→ Trecho do texto:
......

Numa competição de kambu sandai, os lutadores começam com os pés sobre o círculo branco e, a um comando do árbitro central, iniciam o combate, que deve ocorrer dentro da zona de combate. Pisar voluntariamente na zona de advertência gera, bem, uma advertência, mas cair lá em decorrência de um movimento ou ser empurrado para lá pelo adversário não resulta em nada, a não ser uma advertência para o adversário, dependendo do caso. Um golpe que comece na zona de combate mas termine na zona de advertência pode ser considerado válido, dependendo da forma como foi executado. Uma luta de kambu sandai é oficiada por um árbitro central, que fica dentro da área de luta com os lutadores; uma mesa, posicionada à direita do canto azul, que controla o tempo e anota os pontos e faltas; e um painel de cinco jurados, dois posicionados à esquerda do canto vermelho, dois à esquerda do azul, e um à direita do vermelho, que conferem os pontos aos lutadores.

......

Parte de um arquivo de dados
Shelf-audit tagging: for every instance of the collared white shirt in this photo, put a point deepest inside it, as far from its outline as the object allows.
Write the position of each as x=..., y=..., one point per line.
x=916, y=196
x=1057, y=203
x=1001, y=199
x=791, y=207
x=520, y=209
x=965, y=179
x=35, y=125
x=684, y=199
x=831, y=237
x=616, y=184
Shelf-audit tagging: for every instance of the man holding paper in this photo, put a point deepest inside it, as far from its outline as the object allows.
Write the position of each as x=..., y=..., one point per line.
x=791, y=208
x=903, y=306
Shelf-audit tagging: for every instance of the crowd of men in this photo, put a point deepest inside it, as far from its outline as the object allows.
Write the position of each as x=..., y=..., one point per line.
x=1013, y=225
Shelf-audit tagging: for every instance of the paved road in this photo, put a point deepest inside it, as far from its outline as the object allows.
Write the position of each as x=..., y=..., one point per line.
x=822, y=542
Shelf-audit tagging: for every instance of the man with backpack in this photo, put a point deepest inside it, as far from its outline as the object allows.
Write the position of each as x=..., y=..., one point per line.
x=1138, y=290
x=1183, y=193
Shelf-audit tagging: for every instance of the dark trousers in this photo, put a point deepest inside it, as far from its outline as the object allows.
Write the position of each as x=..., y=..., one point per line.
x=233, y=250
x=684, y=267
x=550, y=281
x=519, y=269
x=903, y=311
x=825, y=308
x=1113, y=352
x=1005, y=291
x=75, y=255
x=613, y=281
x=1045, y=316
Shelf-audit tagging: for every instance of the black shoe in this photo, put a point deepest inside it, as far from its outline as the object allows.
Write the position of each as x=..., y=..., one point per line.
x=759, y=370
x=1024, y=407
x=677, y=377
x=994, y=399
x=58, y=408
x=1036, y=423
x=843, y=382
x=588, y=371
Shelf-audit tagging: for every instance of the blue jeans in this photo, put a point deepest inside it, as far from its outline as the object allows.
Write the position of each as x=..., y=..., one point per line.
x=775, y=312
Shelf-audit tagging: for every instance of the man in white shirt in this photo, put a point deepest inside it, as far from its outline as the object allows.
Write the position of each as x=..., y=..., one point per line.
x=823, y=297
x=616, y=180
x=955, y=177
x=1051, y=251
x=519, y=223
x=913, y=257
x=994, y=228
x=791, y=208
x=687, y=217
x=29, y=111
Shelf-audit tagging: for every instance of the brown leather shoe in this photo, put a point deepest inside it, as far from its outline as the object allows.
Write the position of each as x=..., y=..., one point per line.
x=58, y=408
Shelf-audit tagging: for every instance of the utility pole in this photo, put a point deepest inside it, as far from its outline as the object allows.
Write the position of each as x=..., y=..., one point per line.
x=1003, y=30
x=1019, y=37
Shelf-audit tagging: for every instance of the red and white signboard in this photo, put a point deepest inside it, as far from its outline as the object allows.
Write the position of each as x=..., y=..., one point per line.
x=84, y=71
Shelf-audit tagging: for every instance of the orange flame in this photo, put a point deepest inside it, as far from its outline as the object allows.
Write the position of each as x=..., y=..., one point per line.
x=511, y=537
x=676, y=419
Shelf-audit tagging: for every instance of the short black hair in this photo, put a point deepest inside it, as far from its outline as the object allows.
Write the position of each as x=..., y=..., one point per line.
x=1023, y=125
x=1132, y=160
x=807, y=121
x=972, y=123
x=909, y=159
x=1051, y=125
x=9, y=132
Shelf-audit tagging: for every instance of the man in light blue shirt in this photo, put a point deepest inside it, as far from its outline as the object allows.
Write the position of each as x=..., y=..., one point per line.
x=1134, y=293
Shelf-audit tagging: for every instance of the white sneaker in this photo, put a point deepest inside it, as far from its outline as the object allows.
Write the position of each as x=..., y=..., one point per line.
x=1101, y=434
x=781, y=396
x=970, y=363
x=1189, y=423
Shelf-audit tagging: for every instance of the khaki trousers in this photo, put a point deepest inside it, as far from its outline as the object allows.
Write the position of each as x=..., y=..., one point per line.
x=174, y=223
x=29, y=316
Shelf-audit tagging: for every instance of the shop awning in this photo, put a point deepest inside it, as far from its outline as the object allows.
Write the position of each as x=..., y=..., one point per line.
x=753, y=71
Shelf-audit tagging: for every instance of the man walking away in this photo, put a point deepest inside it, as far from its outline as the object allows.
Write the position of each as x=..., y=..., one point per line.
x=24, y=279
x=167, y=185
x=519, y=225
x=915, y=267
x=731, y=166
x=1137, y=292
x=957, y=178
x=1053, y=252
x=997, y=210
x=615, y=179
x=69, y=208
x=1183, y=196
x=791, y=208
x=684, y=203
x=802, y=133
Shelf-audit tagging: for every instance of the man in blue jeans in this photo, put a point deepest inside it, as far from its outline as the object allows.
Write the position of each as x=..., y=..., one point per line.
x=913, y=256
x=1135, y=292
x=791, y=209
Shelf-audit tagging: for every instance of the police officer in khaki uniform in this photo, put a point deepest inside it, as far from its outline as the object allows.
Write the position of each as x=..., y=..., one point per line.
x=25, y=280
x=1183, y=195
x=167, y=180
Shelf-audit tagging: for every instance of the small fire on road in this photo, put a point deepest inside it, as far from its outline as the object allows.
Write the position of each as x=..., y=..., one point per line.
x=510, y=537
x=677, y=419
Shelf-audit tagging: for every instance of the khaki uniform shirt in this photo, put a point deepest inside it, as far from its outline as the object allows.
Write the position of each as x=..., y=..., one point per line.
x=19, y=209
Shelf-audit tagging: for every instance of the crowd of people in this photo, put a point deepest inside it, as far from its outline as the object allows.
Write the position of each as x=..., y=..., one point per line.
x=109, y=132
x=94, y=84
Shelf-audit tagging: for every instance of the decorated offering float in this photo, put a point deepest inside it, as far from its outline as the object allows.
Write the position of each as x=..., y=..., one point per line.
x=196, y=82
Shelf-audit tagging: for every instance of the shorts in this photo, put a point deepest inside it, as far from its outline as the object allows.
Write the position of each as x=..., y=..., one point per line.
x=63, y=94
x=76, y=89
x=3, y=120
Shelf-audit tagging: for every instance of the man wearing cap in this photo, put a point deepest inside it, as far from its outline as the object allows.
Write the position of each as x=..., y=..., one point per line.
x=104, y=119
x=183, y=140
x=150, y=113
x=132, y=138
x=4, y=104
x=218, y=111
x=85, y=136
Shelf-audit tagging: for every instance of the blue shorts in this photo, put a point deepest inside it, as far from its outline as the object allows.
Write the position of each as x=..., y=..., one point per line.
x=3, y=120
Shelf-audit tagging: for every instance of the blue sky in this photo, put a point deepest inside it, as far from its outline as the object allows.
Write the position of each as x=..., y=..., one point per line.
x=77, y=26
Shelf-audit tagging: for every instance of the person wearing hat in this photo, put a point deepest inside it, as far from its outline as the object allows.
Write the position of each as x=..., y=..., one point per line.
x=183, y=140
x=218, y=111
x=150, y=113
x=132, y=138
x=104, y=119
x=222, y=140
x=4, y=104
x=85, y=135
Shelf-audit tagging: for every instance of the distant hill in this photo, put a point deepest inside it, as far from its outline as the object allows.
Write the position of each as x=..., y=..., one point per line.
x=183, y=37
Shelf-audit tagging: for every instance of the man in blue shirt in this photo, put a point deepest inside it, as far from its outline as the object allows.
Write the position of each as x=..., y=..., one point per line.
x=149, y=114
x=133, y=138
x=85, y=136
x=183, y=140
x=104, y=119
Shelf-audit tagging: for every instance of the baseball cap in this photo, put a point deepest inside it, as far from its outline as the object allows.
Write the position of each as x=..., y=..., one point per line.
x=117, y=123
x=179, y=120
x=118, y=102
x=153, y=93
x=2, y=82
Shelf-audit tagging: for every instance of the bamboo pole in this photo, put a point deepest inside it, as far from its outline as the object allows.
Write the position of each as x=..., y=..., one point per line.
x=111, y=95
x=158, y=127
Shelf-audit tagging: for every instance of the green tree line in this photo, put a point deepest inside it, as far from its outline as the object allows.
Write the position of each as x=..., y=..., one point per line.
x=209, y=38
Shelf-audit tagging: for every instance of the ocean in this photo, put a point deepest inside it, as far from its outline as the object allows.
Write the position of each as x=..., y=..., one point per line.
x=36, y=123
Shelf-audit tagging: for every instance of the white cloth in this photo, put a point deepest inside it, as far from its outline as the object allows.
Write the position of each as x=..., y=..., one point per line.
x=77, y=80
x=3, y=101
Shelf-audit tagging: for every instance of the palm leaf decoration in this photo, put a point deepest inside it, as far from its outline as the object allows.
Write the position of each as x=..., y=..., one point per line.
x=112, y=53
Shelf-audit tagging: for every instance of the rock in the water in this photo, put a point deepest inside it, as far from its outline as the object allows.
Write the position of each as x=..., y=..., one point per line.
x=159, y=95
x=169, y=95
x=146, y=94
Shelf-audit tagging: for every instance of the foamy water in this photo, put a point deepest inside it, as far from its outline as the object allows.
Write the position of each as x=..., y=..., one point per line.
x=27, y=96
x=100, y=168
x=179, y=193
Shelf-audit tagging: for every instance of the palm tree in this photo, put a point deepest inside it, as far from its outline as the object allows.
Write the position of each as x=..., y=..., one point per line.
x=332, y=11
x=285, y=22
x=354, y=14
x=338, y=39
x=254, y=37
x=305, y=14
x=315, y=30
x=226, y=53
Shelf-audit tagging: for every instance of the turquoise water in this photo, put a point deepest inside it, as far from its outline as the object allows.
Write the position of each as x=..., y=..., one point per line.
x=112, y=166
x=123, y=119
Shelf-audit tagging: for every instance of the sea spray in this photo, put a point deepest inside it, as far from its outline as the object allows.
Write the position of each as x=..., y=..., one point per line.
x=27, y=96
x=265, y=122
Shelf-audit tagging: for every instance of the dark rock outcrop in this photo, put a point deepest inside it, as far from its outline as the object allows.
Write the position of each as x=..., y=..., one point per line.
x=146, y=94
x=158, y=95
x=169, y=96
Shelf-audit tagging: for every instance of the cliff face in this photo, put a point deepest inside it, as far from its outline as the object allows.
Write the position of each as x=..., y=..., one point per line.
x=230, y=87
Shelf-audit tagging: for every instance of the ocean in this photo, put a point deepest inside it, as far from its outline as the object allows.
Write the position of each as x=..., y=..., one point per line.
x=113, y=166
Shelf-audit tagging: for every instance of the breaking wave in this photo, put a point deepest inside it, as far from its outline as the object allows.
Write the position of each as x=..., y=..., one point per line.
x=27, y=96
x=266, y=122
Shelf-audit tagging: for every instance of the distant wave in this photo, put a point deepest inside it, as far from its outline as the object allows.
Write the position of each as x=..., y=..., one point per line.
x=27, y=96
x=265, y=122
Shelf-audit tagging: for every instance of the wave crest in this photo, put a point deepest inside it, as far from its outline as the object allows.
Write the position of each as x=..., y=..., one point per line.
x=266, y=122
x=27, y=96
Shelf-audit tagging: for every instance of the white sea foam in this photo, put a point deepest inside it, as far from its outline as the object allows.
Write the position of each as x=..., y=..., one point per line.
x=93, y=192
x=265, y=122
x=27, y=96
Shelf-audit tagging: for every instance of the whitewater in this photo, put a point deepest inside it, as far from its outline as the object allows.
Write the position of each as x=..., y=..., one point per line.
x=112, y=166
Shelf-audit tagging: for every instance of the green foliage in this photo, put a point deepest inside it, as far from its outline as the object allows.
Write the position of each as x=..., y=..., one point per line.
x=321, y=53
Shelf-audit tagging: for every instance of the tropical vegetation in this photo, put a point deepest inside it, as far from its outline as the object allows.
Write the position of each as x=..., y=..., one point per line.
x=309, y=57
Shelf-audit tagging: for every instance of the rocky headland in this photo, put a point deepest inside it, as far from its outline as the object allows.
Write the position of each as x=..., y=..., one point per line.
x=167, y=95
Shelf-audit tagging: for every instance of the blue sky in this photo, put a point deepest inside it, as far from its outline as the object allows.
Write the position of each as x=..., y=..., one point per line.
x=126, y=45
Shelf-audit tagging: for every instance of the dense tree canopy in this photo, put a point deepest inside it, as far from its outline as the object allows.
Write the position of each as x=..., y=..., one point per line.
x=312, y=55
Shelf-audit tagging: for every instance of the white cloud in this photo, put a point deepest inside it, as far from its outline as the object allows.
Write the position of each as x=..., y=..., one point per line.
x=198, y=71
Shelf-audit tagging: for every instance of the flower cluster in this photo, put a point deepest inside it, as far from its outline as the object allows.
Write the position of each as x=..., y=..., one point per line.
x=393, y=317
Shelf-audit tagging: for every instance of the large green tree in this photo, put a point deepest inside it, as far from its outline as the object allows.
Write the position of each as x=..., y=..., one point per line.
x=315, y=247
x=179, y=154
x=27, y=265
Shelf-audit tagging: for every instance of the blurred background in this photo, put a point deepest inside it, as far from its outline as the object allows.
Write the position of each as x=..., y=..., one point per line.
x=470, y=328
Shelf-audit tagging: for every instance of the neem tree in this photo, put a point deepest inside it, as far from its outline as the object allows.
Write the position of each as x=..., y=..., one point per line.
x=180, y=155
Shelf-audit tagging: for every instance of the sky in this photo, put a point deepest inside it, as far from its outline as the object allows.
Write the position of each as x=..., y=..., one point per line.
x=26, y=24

......

→ Objetivo:
Responda, com base no texto sobre o kambu sandai:
1. Onde os lutadores colocam os pés no início da competição?
2. Em que posição fica a mesa que controla o tempo?
3. Quantos jurados formam o painel que confere os pontos?
Os registros não têm relação com o texto.

→ Resposta escrita:
1. Os lutadores começam com os pés sobre o círculo branco.
2. A mesa fica à direita do canto azul.
3. O painel é formado por cinco jurados.